**Passage**.
┏━━

Bench SMP mode

Wed Aug 8 02:16:52 UTC 2018

> As for the network interrupts, YMMV, but they tend to migrate towards
> busy workers/CPUs in the tests I have seen, which is not necessarily a
> good thing when the worker is close to maxing out a CPU core. Confining
> interrupts to dedicated cores may improve overall performance.

In multi-socket architectures PCI-e ports are bound to a particular socket
(aka NUMA node).  In this case the dual-port Intel X710 card that I am using
is bound to the first socket.  In top this shows as SI usage on the cores
associated with that socket.

> > See attached! (will email you direct if the list whinges).  Setup for 20
> > cores, 1 dump with 2 cores per worker, the other with 1 core per worker.
>
> Thank you for sharing these helpful backtraces.

Hope you find something useful!

> I am not sure I share your disappointment in terms of performance: A
> robot=thread model would only scale well for very busy robots, which is
> both unrealistic (in most cases) and already supported (by configuring
> one robot per worker).
>
> Polygraph was born before SMP became a thing on regular machines we used
> for drones. If we were to write it from scratch today, we would have
> used threads for ease of worker management/synchronization, but we would
> still not dedicate a thread to each robot because such rigid and
> expensive architecture would not scale in many realistic simulations
> that use thousands of robots.

All good, does well for what it is.  Knowing more about the internal
architecture allows me to work around it (more cores!) and still achieve the
testing goals.

> Cheers,
>
> Alex.

Regards,
William

┗━━

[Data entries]
┏━━

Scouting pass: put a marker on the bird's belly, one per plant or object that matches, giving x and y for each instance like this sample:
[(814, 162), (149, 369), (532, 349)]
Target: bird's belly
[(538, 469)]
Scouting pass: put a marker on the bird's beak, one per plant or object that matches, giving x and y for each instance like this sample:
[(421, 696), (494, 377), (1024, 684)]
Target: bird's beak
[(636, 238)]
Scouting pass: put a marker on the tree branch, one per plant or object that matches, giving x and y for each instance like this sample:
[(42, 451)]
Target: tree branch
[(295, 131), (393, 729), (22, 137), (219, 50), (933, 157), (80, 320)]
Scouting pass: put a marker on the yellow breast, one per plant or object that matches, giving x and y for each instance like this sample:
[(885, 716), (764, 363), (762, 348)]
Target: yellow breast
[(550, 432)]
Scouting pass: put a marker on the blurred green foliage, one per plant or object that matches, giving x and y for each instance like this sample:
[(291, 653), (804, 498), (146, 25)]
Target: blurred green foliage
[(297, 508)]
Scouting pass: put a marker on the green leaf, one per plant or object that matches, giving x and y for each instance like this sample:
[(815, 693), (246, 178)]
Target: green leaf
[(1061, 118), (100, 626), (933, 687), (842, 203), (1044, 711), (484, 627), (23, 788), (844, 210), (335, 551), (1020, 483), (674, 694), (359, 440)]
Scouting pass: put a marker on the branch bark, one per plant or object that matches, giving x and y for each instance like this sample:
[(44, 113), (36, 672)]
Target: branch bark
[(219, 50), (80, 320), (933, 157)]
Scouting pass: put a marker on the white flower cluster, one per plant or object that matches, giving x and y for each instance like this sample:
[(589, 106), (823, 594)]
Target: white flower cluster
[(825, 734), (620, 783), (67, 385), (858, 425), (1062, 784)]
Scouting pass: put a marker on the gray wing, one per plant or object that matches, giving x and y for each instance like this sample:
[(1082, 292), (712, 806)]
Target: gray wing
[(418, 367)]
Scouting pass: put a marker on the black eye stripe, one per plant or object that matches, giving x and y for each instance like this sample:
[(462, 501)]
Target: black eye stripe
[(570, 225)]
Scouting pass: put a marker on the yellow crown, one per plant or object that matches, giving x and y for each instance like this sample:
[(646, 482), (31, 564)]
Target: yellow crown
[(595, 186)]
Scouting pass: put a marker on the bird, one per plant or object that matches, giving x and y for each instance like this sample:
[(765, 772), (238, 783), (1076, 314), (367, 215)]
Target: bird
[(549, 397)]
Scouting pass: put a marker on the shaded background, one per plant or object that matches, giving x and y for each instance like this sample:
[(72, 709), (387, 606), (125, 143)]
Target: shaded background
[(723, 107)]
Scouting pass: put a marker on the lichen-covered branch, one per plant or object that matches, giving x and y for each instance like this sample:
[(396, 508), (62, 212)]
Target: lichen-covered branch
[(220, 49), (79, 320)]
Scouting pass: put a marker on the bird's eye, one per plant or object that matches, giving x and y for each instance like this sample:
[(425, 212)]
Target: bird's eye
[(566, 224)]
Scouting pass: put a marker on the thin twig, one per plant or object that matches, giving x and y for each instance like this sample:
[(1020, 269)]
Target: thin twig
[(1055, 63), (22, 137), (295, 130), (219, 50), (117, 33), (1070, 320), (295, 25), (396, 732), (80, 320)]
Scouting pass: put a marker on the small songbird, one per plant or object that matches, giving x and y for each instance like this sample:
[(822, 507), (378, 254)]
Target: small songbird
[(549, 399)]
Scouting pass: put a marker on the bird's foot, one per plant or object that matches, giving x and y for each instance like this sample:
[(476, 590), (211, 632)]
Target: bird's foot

┗━━

**Set task 1**.
According to the Bench SMP mode post, which socket is the dual-port Intel X710 card bound to?
**Set task 2**.
Transcribe the Bench SMP mode post from "Bench SMP mode" up to and including "with that socket.".
Rely only on the Bench SMP mode post to carry out each task.

**Correct output 1**.
The first socket.

**Correct output 2**.
Bench SMP mode

Wed Aug 8 02:16:52 UTC 2018

> As for the network interrupts, YMMV, but they tend to migrate towards
> busy workers/CPUs in the tests I have seen, which is not necessarily a
> good thing when the worker is close to maxing out a CPU core. Confining
> interrupts to dedicated cores may improve overall performance.

In multi-socket architectures PCI-e ports are bound to a particular socket
(aka NUMA node).  In this case the dual-port Intel X710 card that I am using
is bound to the first socket.  In top this shows as SI usage on the cores
associated with that socket.